__GETOONDE TEKST__:
================================

Op grond van het Bevt en het Bevb moet een beperkte verantwoording van het groepsrisico worden uitgevoerd en beschouwd in het ruimtelijke besluit. De aspecten van de verantwoording zijn hiervoor beschouwd. Met de beschouwing van de bestrijdbaarheid en zelfredzaamheid is het groepsrisico ten aanzien van de transportroute N521 en de buisleiding van de hogedrukgasleiding verantwoord.

 

Met betrekking tot externe veiligheid zijn er geen belemmeringen voor het onderhavige project.

 

 

6.8 Natuurwaarden

 

Wettelijk kader

Op 1 januari 2017 is de Wet natuurbescherming (Wnb) in werking getreden. Doel van deze wet is de bescherming van soorten en leefgebieden. De wet is een implementatie van Europeesrechtelijke en internationale verplichtingen (Habitatrichtlijn, Vogelrichtlijn, Verdrag van Bern en Verdrag van Bonn).

 

De Wet natuurbescherming beslaat zowel soortenbescherming als gebiedsbescherming. De wet kent een beschermingsregime voor soorten van de Vogelrichtlijn, voor soorten van de Habitatrichtlijn en voor andere soorten. Het komt er onder andere op neer dat soorten niet opzettelijk gedood, gevangen of verstoord mogen worden. Ook het beschadigen of vernielen van voortplantingsplaatsen en rustplaatsen is verboden. Vrijwel alle vogels zijn beschermd ingevolge de Vogelrichtlijn. Habitatrichtlijnsoorten zijn bijvoorbeeld alle vleermuissoorten. Onder de andere soorten vallen bijvoorbeeld de ringslang en grote modderkruiper, maar ook algemene soorten. Als (bij planuitvoering of werkzaamheden) overtreding van een Wnb-verbodsbepaling dreigt, dan is een ontheffing benodigd. Voor (een groot aantal) algemene soorten is een vrijstelling voor ontheffing vastgesteld.

Met betrekking tot de gebiedsbescherming wordt hoofdzakelijk gekeken naar de Natura 2000-gebieden en het Natuurnetwerk Nederland (NNN).

 

Gebiedsbescherming

In de Wet natuurbescherming (Wnb) zijn gebieden aangewezen die onderdeel uitmaken van de Europese ecologische hoofdstructuur (Natura 2000-gebieden). Indien een ruimtelijke ontwikkeling plaatsvindt in of in de nabijheid van een Natura 2000-gebied (externe werking) moet worden onderzocht of de ontwikkeling de kwaliteit van het gebied kan verslechteren of verstoren. Indien het bestemmingsplan, gelet op de instandhoudingsdoelstellingen, de kwaliteit van een Natura 2000-gebied verslechtert of een significant verstorend effect heeft (dit wordt de verslechterings- en verstoringstoets genoemd) dient een vergunning op grond van de Wnb te worden aangevraagd. Het bevoegd gezag voor deze vergunning is Gedeputeerde Staten van de provincie waarin het Natura 2000-gebied is gelegen.

================================

__JOUW OPDRACHT__:
Schrijf de tekst over natuurwaarden en de Wet natuurbescherming verder, te beginnen direct na de laatste zin die erboven staat.

__GEGEVENSFRAGMENTEN__:
================================

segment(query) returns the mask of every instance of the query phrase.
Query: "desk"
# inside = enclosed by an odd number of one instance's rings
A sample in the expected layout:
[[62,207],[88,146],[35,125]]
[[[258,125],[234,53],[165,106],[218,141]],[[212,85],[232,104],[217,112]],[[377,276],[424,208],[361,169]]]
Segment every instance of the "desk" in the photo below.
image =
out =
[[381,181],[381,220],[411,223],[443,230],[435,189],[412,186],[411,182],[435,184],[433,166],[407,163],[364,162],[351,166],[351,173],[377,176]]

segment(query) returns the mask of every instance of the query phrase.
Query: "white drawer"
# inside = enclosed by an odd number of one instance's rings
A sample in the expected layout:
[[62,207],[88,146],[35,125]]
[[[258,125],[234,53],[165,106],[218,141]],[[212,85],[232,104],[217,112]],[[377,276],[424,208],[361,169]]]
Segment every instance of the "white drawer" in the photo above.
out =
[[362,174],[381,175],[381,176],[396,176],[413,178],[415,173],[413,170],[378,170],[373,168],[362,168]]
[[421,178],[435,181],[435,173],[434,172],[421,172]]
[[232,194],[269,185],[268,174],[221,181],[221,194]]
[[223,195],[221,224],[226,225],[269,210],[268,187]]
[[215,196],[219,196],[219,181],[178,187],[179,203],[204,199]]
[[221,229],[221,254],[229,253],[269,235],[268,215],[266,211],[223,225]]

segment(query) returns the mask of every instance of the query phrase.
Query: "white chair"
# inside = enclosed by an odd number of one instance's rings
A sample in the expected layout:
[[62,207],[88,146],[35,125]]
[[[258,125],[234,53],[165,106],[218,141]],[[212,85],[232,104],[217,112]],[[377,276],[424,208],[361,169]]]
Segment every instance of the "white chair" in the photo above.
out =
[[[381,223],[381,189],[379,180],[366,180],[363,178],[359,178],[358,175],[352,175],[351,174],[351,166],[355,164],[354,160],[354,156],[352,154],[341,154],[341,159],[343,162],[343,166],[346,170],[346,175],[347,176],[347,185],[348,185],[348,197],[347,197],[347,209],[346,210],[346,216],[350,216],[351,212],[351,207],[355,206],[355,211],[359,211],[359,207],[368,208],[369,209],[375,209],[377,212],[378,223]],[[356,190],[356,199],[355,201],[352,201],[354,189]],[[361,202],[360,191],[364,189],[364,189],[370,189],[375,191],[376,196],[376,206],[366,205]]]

================================

__RESULTAAT__:
Indien het plan mogelijk significante negatieve gevolgen heeft voor deze gebieden dient bovendien een passende beoordeling te worden gemaakt. Significant negatieve gevolgen treden op als de instandhoudingsdoelstellingen van het Natura 2000-gebied worden aangetast. Is dit het geval, dan kan alleen een vergunning worden verkregen indien wordt voldaan aan de zogenaamde ADC-criteria. Dat wil zeggen dat voor het plan geen alternatieven zijn, sprake is van een dwingende reden van groot openbaar belang en is voorzien in compenserende maatregelen.

 

Soortenbescherming

De Wet natuurbescherming (Wnb) beschermt vele in het wild en van nature in Nederland voorkomende dieren. De wet kent verschillende beschermingsregimes voor diverse soorten. De Wnb bevat verbodsbepalingen met betrekking tot het aantasten, verontrusten of verstoren van beschermde diersoorten, hun nesten, holen en andere voortplantings- of vaste rust- en verblijfsplaatsen.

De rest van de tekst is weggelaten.